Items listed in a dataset
^^^^^^^^
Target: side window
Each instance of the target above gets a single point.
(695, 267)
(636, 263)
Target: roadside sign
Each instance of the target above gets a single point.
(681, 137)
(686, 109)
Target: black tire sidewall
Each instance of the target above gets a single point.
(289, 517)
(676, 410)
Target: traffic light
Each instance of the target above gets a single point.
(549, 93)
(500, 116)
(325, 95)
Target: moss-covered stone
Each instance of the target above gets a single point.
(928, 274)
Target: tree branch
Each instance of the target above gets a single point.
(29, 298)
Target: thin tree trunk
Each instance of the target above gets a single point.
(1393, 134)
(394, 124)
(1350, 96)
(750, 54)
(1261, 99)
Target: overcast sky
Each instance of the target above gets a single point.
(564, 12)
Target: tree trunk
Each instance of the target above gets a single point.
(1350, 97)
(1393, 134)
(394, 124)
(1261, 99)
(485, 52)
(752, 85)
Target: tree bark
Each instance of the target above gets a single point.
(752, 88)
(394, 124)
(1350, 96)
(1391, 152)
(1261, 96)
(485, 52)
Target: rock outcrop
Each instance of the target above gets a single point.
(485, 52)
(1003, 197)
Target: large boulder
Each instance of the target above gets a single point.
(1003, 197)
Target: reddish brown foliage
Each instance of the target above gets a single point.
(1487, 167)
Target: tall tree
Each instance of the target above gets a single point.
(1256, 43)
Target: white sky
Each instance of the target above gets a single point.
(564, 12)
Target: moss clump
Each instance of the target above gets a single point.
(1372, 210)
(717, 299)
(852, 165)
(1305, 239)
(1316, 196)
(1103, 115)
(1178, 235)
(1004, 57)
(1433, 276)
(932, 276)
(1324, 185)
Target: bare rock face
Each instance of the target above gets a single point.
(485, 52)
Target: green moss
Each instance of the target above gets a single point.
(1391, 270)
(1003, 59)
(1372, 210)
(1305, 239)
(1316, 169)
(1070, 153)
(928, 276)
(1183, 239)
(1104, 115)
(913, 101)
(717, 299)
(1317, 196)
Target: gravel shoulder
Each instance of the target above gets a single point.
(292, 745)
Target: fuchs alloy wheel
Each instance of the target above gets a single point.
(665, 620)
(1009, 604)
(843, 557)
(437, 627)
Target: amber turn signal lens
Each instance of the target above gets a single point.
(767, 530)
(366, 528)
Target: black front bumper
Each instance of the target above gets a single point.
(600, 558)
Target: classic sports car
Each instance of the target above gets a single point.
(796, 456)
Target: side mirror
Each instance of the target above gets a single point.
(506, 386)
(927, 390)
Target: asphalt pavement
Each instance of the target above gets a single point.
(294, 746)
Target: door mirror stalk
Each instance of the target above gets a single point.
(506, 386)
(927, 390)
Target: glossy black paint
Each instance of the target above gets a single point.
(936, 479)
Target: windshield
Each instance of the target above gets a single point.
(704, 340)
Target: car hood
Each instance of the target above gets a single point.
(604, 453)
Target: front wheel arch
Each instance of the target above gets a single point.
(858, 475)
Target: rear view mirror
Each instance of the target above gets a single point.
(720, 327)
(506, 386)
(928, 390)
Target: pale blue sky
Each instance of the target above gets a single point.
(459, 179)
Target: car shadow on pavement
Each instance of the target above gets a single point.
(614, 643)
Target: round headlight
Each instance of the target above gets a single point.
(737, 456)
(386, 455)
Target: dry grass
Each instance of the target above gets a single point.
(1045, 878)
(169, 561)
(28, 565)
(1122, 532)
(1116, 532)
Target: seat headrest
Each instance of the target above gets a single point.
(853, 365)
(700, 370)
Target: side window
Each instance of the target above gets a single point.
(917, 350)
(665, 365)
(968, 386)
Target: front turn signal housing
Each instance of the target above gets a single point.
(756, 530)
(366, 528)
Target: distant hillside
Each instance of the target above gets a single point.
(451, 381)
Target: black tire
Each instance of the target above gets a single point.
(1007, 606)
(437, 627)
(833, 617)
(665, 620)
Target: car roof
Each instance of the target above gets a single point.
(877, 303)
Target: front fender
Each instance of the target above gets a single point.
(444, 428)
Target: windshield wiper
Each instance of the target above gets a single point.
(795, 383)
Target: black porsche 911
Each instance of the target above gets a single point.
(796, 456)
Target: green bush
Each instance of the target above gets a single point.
^^^^^^^^
Instructions to follow
From the entries above, give again exactly the lines running from the line with "Target: moss clump" to the line with "Target: door mirror stalk"; include both of those lines.

Reply to the task
Target: moss clump
Each instance of the target above gets a single point.
(1372, 210)
(717, 299)
(852, 165)
(1305, 239)
(1316, 196)
(1103, 115)
(1178, 235)
(1004, 57)
(1433, 276)
(932, 276)
(1324, 185)
Target: bare rock face
Each instance of the target above gets a single point.
(485, 52)
Target: green moss
Each instance of the target above gets a single point.
(1391, 270)
(1003, 59)
(1372, 210)
(1305, 239)
(1316, 169)
(1070, 153)
(928, 276)
(1183, 239)
(1104, 115)
(913, 101)
(717, 299)
(1317, 196)
Target: gravel shoulder
Each instance of the target above gets a single point.
(292, 745)
Target: fuchs alloy wheel
Each instance of the target above gets a single point.
(665, 620)
(1009, 604)
(843, 557)
(437, 627)
Target: amber turn signal lens
Each instance of the target above gets a single point.
(767, 530)
(366, 528)
Target: black front bumper
Each instance of the target above gets a single point.
(600, 558)
Target: classic sports car
Each instance of the target above gets a single point.
(796, 456)
Target: side mirror
Each instance of the target above gets a single point.
(506, 386)
(927, 390)
Target: asphalt pavement
Each instance of the target above gets a single point.
(294, 746)
Target: door mirror stalk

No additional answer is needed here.